Data records:

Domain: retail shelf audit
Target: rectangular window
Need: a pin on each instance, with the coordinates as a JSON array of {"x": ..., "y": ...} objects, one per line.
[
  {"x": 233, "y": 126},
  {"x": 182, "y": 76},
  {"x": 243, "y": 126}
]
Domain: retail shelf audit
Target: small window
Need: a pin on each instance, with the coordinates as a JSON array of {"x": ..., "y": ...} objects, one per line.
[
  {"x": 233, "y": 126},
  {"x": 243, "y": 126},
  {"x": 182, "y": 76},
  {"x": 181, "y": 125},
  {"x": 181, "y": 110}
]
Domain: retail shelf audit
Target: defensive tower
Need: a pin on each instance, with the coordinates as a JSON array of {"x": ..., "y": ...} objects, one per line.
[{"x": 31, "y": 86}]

Task prompt: Reproduce all of the material above, line for line, without changing a character.

Task solution:
Domain: retail shelf audit
Target: rectangular window
Need: a pin on each instance, with the coordinates as a JSON array of {"x": ..., "y": ...} objects, one per line.
[
  {"x": 233, "y": 126},
  {"x": 182, "y": 76},
  {"x": 243, "y": 126}
]
Domain: retail shelf audit
Target: small window
Need: a pin on each instance, with the coordinates as a JSON array of {"x": ..., "y": ...} objects, one per line.
[
  {"x": 233, "y": 126},
  {"x": 243, "y": 126},
  {"x": 182, "y": 76},
  {"x": 181, "y": 125},
  {"x": 181, "y": 110}
]
Domain: retail shelf audit
Target: defensive tower
Need: a pin on each instance, with the coordinates as a JSON array of {"x": ..., "y": ...} objects, one per line.
[{"x": 31, "y": 86}]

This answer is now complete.